◆ Work instructions
A. Check each statement against the LinkedIn strategy text and answer yes or no, quoting the exact words from the text that settle it. (i) For most B2B founders, LinkedIn comes first because it has built-in discovery. (ii) Email gets strong algorithmic distribution. (iii) Six to twelve months of steady LinkedIn posting usually means a founder is ready for a newsletter.
B. From the LinkedIn strategy text, quote the passage from "That is the" to "idea per issue.".

Profile as conversion tool. Before someone reads your post, they glance at your headline. Before they accept a meeting, they read your About section. If your headline still says "CEO at CompanyName," you are leaving credibility on the table.
Quality beats volume. One genuinely good post a week outperforms five mediocre ones, because good posts get shared, get saved, and get remembered. The standard is simple: would your best client read this and think more of you? If the answer is no, the post is not ready.
That is the LinkedIn surface. The next four sections cover what sits next to it.
Newsletter: the depth layer
Newsletter is where LinkedIn reach turns into a relationship. Lenny Rachitsky built a $1M+ business out of one. Justin Welsh built a media-and-courses business out of one. The Studio Notes pattern, where DUO sends a weekly newsletter from studio@duo.ca, is the same shape at smaller scale. A newsletter rewards depth, narrative arc, and a single clear idea per issue.
The order matters. LinkedIn vs. newsletter is not really a question of which is better. It is a question of which is first. For most B2B founders, LinkedIn comes first because it has built-in discovery. A newsletter goes to people who already know you. Until the LinkedIn audience exists, the newsletter has no one to land in.
The signal that a newsletter is ready: you are getting consistent comments from ICP-relevant readers on LinkedIn, and a meaningful percentage of them would subscribe if you offered them somewhere to go deeper. Six to twelve months of consistent LinkedIn posting usually clears that bar.
What a newsletter does that LinkedIn cannot: lands in an inbox, owns the audience relationship outside platform algorithm shifts, and rewards a single longer thought instead of a series of short ones. What it does worse: discovery. Email has no algorithmic distribution. The list grows only through your LinkedIn presence, your existing network, or paid acquisition.
If you are running both, the rule is voice fidelity. The newsletter should sound like a longer version of the LinkedIn writer, not a different person operating under a different name.
Twitter / X: when it fits, when it does not
Twitter is a fit for a specific subset of B2B founders. Adam Robinson built RB2B in public on Twitter. Build-in-public founders running developer tools tend to find their audience there before they find it on LinkedIn. So do AI-native founders, climate-tech founders, and anyone whose ICP is technical and reads Twitter as their professional feed.
For most other B2B founders, Twitter is the wrong second platform. The audience density is lower than LinkedIn for most B2B segments, the velocity is higher, and the production cost per piece of content is roughly the same. Founders who try to be on both without a system end up half-present on each.
The rule of thumb: if your ICP reads Twitter as a professional feed, it deserves a real presence. If they read it as a news feed or do not read it at all, it does not. Saying "I should probably be on Twitter" is not strategy.

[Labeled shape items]

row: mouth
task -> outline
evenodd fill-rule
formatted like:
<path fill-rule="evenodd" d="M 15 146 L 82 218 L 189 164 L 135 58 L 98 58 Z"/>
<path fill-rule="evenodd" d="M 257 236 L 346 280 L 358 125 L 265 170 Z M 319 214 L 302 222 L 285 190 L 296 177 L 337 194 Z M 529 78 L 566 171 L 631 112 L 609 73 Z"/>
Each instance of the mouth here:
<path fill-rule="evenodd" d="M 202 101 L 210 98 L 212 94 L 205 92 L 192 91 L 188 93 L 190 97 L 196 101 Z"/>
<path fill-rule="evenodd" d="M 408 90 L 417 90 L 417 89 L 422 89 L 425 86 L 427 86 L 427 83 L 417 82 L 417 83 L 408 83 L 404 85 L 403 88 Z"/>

* * *

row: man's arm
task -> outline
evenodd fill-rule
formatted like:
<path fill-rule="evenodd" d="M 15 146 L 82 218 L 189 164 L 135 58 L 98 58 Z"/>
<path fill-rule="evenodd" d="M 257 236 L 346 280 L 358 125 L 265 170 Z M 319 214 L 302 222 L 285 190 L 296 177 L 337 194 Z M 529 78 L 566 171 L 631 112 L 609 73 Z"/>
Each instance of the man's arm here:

---

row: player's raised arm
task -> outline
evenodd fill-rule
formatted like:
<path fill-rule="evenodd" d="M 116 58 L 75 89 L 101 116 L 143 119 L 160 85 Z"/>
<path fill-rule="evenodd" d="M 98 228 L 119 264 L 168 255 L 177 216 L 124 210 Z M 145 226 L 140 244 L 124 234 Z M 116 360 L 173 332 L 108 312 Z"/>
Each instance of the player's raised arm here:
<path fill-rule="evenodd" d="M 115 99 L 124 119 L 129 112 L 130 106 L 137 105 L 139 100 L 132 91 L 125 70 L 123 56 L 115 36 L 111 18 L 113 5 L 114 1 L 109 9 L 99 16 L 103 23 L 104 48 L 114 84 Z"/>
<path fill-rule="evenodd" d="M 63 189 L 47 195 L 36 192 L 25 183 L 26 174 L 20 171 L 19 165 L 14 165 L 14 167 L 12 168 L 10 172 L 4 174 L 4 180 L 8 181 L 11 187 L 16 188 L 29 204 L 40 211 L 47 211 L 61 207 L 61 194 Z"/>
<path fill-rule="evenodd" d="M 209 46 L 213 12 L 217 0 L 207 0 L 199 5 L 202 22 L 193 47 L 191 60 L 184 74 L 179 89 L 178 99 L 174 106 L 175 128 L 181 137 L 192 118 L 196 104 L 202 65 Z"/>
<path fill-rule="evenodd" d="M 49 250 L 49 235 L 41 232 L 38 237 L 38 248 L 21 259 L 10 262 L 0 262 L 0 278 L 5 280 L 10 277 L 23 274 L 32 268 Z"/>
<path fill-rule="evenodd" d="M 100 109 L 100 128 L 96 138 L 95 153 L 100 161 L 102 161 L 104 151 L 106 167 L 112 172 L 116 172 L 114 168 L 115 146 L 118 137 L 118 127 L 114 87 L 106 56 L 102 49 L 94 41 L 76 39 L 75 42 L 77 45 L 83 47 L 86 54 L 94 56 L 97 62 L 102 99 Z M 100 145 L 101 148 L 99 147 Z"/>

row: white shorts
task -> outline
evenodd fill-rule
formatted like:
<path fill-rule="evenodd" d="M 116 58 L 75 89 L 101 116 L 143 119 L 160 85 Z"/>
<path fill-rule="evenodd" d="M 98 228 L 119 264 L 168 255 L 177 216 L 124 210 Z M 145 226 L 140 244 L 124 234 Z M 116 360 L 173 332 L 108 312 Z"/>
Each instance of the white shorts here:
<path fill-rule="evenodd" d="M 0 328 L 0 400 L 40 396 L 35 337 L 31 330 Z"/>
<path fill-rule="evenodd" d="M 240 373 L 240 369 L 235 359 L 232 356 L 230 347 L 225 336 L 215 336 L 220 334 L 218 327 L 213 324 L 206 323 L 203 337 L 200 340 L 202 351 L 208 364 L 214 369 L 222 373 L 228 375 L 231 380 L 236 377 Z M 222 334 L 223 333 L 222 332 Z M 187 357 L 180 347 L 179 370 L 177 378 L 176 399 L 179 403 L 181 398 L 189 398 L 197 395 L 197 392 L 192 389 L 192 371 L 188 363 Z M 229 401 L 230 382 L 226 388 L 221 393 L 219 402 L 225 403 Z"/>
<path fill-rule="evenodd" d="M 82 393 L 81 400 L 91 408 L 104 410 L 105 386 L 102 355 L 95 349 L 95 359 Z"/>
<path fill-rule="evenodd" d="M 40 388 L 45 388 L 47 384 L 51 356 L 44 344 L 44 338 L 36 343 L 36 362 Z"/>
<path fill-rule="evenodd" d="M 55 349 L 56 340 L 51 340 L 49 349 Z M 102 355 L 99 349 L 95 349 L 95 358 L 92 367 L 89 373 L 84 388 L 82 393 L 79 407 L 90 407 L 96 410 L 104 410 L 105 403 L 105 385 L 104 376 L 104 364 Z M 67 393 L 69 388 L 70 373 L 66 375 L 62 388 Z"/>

◆ The answers
A.
(i) Yes: "For most B2B founders, LinkedIn comes first because it has built-in discovery."
(ii) No: "Email has no algorithmic distribution."
(iii) Yes: "Six to twelve months of consistent LinkedIn posting usually clears that bar."

B.
That is the LinkedIn surface. The next four sections cover what sits next to it.
Newsletter: the depth layer
Newsletter is where LinkedIn reach turns into a relationship. Lenny Rachitsky built a $1M+ business out of one. Justin Welsh built a media-and-courses business out of one. The Studio Notes pattern, where DUO sends a weekly newsletter from studio@duo.ca, is the same shape at smaller scale. A newsletter rewards depth, narrative arc, and a single clear idea per issue.